THINGS TO DO:
(1) List the improvements that Alex_B hopes DSLRs will gain in coming years, as stated in the DSLR forum thread.
(2) Carry on the DSLR forum thread from the point where it stops.

SELECTED EXTRACT:

# DSLR workhorse?



## cal_gundert05 (Feb 25, 2007)

So, I may be in the market for a DSLR in the coming months, but I don't want to buy something that I end up replacing in a few years.

Is there a particular DSLR on the market that you think will be around "forever"?  Or, are DSLR's still in their infancy, and should I wait for a while longer before buying one?

Thanks.


----------



## Alex_B (Feb 25, 2007)

cal_gundert05 said:


> Is there a particular DSLR on the market that you think will be around "forever"? Or, are DSLR's still in their infancy, and should I wait for a while longer before buying one?


 
Well, there will be still some major improvements in coming years ... hopefully: increased dynamic range, less noise, less power consumption, ...

How soon you want a new camera then, depends on your personality  .. and the type of shooting you do. For outdoor you want increased dynamic range often, for low light you want less noise at high ISO, and less power consumption is what you need for lengthy travel in the wild.

In terms of Megapixels not much more is needed, since lenses are the limiting factor when it comes to anything towards 20 MP. And development in lens technology happens on much longer time scales.

DATASET EXTRACT:

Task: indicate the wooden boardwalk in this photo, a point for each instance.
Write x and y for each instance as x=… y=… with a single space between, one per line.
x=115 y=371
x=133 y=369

IN RESPONSE:
(1)
- Increased dynamic range
- Less noise
- Less power consumption

(2)
[edit:] I would guess there will be some saturation regarding key technology within the next 5 years. most things thereafter might be just further gadgets not really needed and no core improvements.

This is all just me guessing of course


----------



## Claff (Feb 25, 2007)

The metal-bodied Nikons (D100, D200) feel indestructible. Haven't found out if they can survive a drop and hope I never do, though. The lifetime of the electronics inside is probably the weak link - I had a very solid Olympus before the Nikons that just up and stopped working one day, still haven't figured out why.


----------



## Sw1tchFX (Feb 25, 2007)

Don't worry about it. DSLR's are like computers now, disposable. No matter what you'll be swapping it out for a better camera in 1-2 years.


----------



## Alex_B (Feb 25, 2007)

Sw1tchFX said:


> Don't worry about it. DSLR's are like computers now, disposable. No matter what you'll be swapping it out for a better camera in 1-2 years.


 
Each of my last 4 computers lasted between 4 to 5 years ... my current one is 4 years old and it got was a memory upgrade recently.


----------



## EOS_JD (Feb 25, 2007)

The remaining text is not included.